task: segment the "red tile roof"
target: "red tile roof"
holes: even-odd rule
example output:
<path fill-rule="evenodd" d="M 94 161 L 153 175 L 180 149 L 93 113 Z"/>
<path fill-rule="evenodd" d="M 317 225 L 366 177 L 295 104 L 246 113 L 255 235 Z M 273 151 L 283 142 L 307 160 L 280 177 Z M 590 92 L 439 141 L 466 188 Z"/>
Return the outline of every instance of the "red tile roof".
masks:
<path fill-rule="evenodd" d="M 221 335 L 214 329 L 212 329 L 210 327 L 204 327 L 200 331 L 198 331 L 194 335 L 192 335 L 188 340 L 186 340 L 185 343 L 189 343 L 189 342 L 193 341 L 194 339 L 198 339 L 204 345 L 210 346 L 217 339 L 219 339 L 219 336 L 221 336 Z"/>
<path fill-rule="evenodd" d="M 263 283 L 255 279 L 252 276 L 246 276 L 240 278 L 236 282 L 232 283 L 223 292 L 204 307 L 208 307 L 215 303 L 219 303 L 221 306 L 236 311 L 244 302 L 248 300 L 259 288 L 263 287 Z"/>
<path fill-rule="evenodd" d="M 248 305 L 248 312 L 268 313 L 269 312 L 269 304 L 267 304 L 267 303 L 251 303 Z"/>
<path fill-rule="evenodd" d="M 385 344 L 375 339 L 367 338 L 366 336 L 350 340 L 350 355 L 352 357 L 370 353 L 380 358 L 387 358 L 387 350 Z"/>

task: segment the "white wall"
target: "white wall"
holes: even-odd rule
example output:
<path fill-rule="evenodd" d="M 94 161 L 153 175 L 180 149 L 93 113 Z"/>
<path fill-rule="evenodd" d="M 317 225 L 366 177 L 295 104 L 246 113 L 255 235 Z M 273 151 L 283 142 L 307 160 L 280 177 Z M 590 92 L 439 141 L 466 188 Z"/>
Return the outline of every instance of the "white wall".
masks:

────────────────────

What to do |
Write out all the records again, switching every "segment" to "outline" and leaving everything else unchanged.

Correct output |
task: outline the "red tile roof"
target: "red tile roof"
holes: even-odd rule
example output:
<path fill-rule="evenodd" d="M 94 161 L 153 175 L 180 149 L 93 113 Z"/>
<path fill-rule="evenodd" d="M 317 225 L 366 177 L 295 104 L 246 113 L 255 235 Z M 273 151 L 283 142 L 307 160 L 280 177 Z M 590 92 L 439 141 L 466 188 Z"/>
Return the outline of every instance of the "red tile roof".
masks:
<path fill-rule="evenodd" d="M 221 335 L 214 329 L 212 329 L 210 327 L 204 327 L 200 331 L 198 331 L 194 335 L 192 335 L 188 340 L 186 340 L 185 343 L 189 343 L 189 342 L 193 341 L 194 339 L 198 339 L 204 345 L 210 346 L 217 339 L 219 339 L 219 336 L 221 336 Z"/>
<path fill-rule="evenodd" d="M 263 283 L 255 279 L 252 276 L 246 276 L 240 278 L 236 282 L 232 283 L 223 292 L 204 307 L 208 307 L 215 303 L 219 303 L 221 306 L 236 311 L 244 302 L 248 300 L 259 288 L 263 287 Z"/>
<path fill-rule="evenodd" d="M 248 305 L 248 312 L 268 313 L 269 312 L 269 304 L 267 304 L 267 303 L 251 303 Z"/>
<path fill-rule="evenodd" d="M 385 344 L 375 339 L 367 338 L 366 336 L 350 340 L 350 355 L 352 357 L 370 353 L 380 358 L 387 358 L 387 350 Z"/>

task: outline the "white wall"
target: "white wall"
holes: even-odd rule
example output:
<path fill-rule="evenodd" d="M 94 161 L 153 175 L 180 149 L 93 113 Z"/>
<path fill-rule="evenodd" d="M 317 225 L 366 177 L 295 104 L 246 113 L 255 235 Z M 273 151 L 283 142 L 307 160 L 280 177 Z M 590 92 L 439 141 L 466 188 Z"/>
Return the outline of every instance of the "white wall".
masks:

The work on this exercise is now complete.